>> Start Provided material
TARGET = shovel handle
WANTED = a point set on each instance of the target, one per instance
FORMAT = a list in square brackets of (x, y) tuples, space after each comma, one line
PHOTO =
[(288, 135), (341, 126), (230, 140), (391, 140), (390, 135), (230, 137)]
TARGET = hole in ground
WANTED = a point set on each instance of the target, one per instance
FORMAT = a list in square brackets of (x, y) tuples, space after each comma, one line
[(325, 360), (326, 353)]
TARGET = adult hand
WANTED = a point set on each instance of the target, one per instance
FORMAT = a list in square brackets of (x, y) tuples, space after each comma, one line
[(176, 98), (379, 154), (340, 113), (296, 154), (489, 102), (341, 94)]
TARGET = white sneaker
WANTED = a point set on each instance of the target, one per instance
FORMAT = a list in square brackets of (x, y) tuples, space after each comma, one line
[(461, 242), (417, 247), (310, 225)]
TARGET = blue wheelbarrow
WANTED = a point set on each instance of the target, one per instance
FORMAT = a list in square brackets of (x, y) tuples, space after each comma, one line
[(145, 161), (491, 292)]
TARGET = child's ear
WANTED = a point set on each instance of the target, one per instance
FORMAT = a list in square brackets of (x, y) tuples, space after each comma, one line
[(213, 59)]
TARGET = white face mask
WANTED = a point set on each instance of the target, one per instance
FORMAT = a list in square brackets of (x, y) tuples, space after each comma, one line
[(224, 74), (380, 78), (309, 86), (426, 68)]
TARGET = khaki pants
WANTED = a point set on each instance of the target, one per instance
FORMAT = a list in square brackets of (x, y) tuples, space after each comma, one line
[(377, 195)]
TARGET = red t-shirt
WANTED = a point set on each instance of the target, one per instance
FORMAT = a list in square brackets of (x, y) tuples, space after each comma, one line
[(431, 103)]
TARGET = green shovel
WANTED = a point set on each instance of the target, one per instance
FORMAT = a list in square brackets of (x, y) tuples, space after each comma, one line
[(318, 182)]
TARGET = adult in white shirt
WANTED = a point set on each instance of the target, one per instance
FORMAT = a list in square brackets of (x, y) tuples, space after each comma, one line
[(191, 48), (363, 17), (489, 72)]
>> End Provided material
>> Start Provided material
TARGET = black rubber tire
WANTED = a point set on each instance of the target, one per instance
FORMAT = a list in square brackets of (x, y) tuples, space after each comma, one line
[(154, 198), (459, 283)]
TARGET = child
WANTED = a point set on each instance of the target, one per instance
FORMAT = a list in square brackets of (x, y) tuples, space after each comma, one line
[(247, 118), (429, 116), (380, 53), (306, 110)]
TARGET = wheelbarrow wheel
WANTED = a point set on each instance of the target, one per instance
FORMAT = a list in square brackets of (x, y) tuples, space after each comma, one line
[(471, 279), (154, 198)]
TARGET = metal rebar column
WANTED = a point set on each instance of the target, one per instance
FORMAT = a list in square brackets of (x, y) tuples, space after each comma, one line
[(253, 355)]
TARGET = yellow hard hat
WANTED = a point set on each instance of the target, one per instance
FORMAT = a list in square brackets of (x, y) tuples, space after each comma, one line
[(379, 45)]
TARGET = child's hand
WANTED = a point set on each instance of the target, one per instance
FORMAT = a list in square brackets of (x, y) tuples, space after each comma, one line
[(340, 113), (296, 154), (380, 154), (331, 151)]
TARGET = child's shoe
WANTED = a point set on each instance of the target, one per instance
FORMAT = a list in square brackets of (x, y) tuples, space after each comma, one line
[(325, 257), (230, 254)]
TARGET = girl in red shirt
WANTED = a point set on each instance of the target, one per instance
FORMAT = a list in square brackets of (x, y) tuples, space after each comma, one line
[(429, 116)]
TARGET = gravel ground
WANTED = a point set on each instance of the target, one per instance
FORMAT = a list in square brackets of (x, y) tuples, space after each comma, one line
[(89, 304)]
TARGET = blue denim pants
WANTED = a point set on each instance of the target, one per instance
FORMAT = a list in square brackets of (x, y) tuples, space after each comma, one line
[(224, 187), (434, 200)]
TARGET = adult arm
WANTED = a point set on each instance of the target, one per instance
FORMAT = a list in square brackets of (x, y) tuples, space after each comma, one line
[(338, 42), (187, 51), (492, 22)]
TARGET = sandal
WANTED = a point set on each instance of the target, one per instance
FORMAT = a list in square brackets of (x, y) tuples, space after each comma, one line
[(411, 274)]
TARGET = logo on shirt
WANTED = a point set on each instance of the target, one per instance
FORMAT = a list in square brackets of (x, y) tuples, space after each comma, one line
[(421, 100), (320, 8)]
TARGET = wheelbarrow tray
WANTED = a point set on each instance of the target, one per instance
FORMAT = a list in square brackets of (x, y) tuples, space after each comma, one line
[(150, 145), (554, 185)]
>> End Provided material
>> Start Provided material
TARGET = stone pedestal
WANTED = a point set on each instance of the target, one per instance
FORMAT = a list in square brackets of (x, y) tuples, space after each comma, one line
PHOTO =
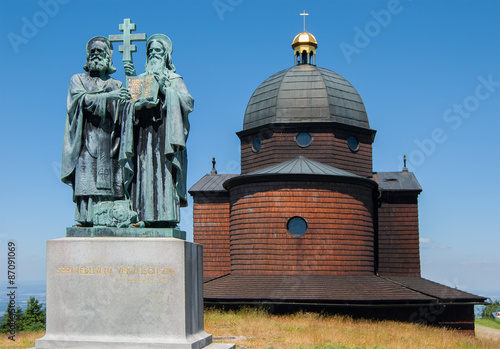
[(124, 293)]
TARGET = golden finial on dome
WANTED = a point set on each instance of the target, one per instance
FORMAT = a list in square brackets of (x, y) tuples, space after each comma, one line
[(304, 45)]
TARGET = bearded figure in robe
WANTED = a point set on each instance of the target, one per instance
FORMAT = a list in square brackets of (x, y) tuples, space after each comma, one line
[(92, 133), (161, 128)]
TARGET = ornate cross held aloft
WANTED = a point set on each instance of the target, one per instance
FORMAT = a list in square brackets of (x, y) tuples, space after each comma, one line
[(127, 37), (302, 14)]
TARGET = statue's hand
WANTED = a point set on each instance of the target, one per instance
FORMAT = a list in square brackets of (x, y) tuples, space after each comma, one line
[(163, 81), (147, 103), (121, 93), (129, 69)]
>> End Provided material
#### Work to do:
Please recast the stretch from the row containing "TARGET = sandal" through the row containing "[(411, 274)]" as a numbered list, leaving out any blank lines.

#### Reply to the task:
1. TARGET = sandal
2. WANTED = a point set on each instance of the target, one per instance
3. FORMAT = a list in square brackets of (x, y) tuples, space after each comma, one line
4. [(411, 274)]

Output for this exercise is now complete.